● Objective
Write out all of the records precisely. Skip anything that is a picture.

[Location identification items]
================================
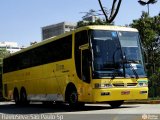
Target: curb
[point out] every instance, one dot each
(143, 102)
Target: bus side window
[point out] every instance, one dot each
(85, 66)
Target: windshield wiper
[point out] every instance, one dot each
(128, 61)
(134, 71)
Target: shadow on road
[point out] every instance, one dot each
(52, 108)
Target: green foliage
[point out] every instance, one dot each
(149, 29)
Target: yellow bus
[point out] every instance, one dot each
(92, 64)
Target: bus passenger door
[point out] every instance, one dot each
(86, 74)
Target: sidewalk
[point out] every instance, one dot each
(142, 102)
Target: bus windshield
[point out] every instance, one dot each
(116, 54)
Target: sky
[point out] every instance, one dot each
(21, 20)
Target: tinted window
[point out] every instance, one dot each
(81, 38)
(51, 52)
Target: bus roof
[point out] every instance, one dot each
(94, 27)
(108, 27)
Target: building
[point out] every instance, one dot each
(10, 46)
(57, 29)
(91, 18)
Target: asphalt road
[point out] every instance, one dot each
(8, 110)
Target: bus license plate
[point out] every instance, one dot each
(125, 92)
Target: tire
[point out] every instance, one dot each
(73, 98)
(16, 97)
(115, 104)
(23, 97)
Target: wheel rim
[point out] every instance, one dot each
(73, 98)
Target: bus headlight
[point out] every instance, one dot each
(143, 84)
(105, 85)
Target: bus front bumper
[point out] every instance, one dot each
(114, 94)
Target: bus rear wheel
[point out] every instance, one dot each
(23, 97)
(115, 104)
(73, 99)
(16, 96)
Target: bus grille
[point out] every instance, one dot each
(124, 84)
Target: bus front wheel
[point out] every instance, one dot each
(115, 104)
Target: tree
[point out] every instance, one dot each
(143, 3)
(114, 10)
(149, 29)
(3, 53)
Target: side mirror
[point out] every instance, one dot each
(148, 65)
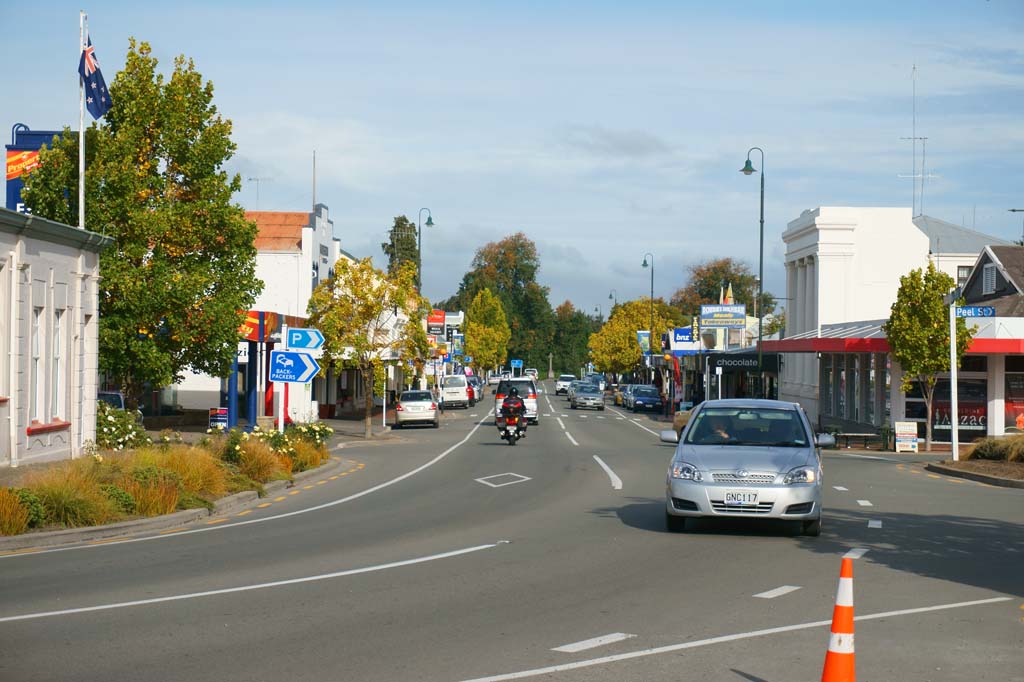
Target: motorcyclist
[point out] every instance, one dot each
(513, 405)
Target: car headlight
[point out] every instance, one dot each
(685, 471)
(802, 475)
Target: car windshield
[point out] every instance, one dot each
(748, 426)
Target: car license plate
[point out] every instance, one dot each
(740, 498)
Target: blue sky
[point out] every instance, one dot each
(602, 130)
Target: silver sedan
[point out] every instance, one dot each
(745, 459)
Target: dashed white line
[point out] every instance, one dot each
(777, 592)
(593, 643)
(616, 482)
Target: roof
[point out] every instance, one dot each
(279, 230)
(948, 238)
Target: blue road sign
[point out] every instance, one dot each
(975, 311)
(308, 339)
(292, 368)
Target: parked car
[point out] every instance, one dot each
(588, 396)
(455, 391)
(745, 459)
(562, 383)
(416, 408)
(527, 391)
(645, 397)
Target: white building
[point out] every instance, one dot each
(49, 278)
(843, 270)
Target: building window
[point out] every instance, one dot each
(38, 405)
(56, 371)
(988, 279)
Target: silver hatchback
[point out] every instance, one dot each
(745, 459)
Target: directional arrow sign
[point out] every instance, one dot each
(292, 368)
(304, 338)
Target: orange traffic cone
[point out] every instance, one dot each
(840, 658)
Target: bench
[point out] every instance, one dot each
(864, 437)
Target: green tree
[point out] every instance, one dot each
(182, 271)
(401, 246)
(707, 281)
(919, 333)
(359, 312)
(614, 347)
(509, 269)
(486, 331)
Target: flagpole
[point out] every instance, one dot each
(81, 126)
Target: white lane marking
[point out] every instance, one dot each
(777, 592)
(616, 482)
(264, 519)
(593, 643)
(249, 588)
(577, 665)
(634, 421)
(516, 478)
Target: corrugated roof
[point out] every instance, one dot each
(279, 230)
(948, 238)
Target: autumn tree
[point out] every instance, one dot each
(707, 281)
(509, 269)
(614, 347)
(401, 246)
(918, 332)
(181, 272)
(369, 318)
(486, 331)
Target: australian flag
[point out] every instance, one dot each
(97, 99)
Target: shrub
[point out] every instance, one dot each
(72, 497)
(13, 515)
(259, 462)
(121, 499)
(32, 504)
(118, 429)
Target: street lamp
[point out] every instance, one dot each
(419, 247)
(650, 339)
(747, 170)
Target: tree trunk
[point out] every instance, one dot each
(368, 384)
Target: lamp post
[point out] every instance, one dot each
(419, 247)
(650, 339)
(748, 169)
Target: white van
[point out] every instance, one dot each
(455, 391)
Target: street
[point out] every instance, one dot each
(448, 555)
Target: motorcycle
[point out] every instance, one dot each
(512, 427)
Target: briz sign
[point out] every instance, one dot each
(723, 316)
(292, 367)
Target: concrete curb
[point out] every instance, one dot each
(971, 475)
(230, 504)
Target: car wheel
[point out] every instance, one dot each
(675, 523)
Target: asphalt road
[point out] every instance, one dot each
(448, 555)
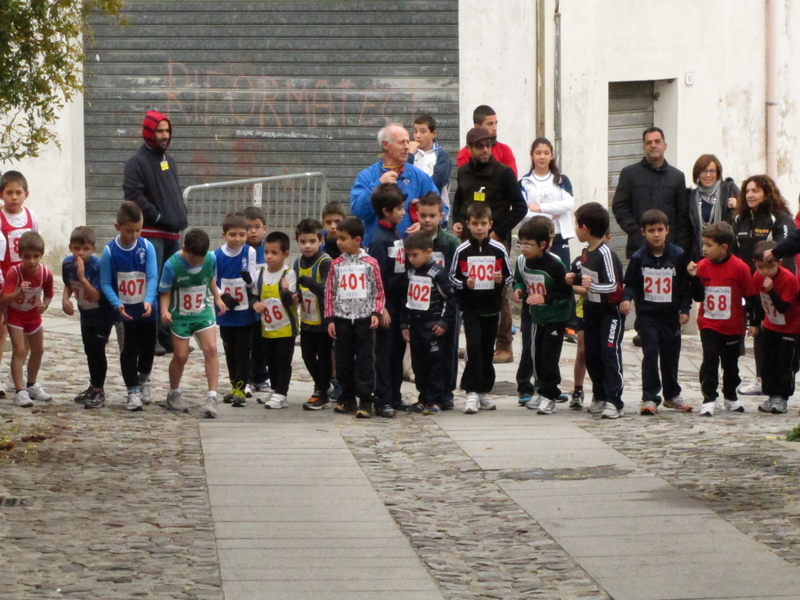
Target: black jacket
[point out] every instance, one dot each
================================
● Problem solution
Target: curb
[point out] every instance, one dot each
(143, 102)
Target: bus side window
[point out] every instance, one dot each
(85, 66)
Target: windshield wiper
[point out] every instance, one dot each
(128, 61)
(134, 71)
Target: shadow on road
[point out] every instance, one dot each
(52, 108)
Target: green foliage
[point out] every instance, one dot each
(149, 29)
Target: yellow bus
[point out] every instance, one dot each
(92, 64)
Target: bus passenger door
[point out] every instance, one dot each
(86, 74)
Target: sidewalk
[point out] every instance, one dot each
(142, 102)
Target: bus windshield
[point out] every instance, one dot each
(116, 54)
Target: sky
[point out] every instance, one dot each
(21, 20)
Target: tinted window
[point out] every instance, one dot each
(81, 38)
(51, 52)
Target: bus roof
[point out] every instance, one dot each
(94, 27)
(108, 27)
Target: building
[point out] every instance, one dot each
(10, 46)
(57, 29)
(91, 18)
Target: asphalt road
[point out] every instance, one dot each
(8, 110)
Target: bus license plate
[point out] every instance, one dot each
(125, 92)
Target: tire
[point out] every instance, one dot each
(73, 98)
(16, 97)
(115, 104)
(23, 97)
Target: wheel rim
[point out] every instance, one dot each
(73, 98)
Target: bus headlight
[point out] every instance, one dot each
(143, 84)
(105, 85)
Target: bus front bumper
[point out] every instance, one dot each
(114, 94)
Target: bus rear wheel
[point out] every instance, one dot each
(23, 97)
(115, 104)
(73, 99)
(16, 96)
Target: bus grille
[point out] every instance, one dot each
(124, 84)
Target: bus front wheel
[point out] every instance, one dot each
(115, 104)
Target: tree
[point out] every instance, one dot each
(143, 3)
(114, 10)
(149, 29)
(3, 53)
Target: side mirror
[point out] every instance, one dot each
(148, 65)
Target: motorcyclist
[point out] every instance, one dot each
(513, 405)
Target: car headlight
[point out] every instance, one dot each
(685, 471)
(802, 475)
Target: car windshield
[point out] every instance, one dot each
(748, 426)
Target: car license plate
[point out] every instance, one dot each
(740, 498)
Target: blue sky
[point out] every instance, one dot each
(602, 130)
Target: silver sedan
[point out] every instance, one dot each
(745, 459)
Target: dashed white line
[point out] every instance, one dot each
(777, 592)
(593, 643)
(616, 482)
Target: roof
[point out] every instance, one dot each
(279, 230)
(948, 238)
Target: blue road sign
[point out] every instance, one dot each
(975, 311)
(308, 339)
(292, 368)
Target: parked car
[point out] every instance, one dot each
(588, 396)
(455, 391)
(745, 459)
(562, 383)
(416, 408)
(527, 391)
(645, 397)
Target: white building
[point out] every instance, one dot each
(49, 278)
(843, 270)
Target: building window
[point out] every instance, one dot each
(38, 405)
(56, 371)
(988, 279)
Target: silver hatchback
[point out] every instance, one dot each
(745, 459)
Target: directional arrow sign
[point out] every instance, one dot each
(292, 368)
(304, 338)
Target: orange traffic cone
[point out] every instance, one dot each
(840, 658)
Target: bench
[point out] every instance, one dot each
(864, 437)
Target: green tree
[point out] every instance, one dot each
(182, 271)
(401, 246)
(707, 281)
(919, 333)
(359, 312)
(614, 347)
(509, 269)
(486, 331)
Target: flagpole
[point out] every instance, one dot each
(81, 126)
Target: white lane marking
[point out] every instance, one dot each
(777, 592)
(616, 482)
(264, 519)
(593, 643)
(249, 588)
(577, 665)
(634, 421)
(516, 478)
Target: corrugated roof
[point out] every instance, one dot each
(279, 230)
(948, 238)
Target: autumn tree
[point out] every instance, one dot each
(707, 281)
(509, 269)
(614, 347)
(401, 246)
(918, 332)
(181, 272)
(369, 318)
(486, 331)
Target: australian flag
[point out] every instance, one dot each
(97, 99)
Target: shrub
[point out] every instance, one dot each
(72, 497)
(13, 515)
(259, 462)
(121, 499)
(32, 504)
(118, 429)
Target: street lamp
[point out] every instance, one dot each
(419, 247)
(650, 339)
(747, 170)
Target: tree trunk
[point out] every instance, one dot each
(368, 384)
Target: lamp post
[point out] every instance, one dot each
(419, 247)
(650, 339)
(748, 169)
Target: white van
[point out] every instance, one dot each
(455, 391)
Target: street
[point out] every instance, one dot each
(448, 555)
Target: motorcycle
[point out] every instance, one dot each
(512, 427)
Target: briz sign
[point out] every instance, one dot each
(723, 316)
(292, 367)
Target: concrete curb
[point out] every instance, one dot each
(971, 475)
(230, 504)
Target: car wheel
[point out] every instance, one dot each
(675, 523)
Target: asphalt road
[point out] every instance, one dot each
(448, 555)
Target: black jacket
[point out] every instance, one dot each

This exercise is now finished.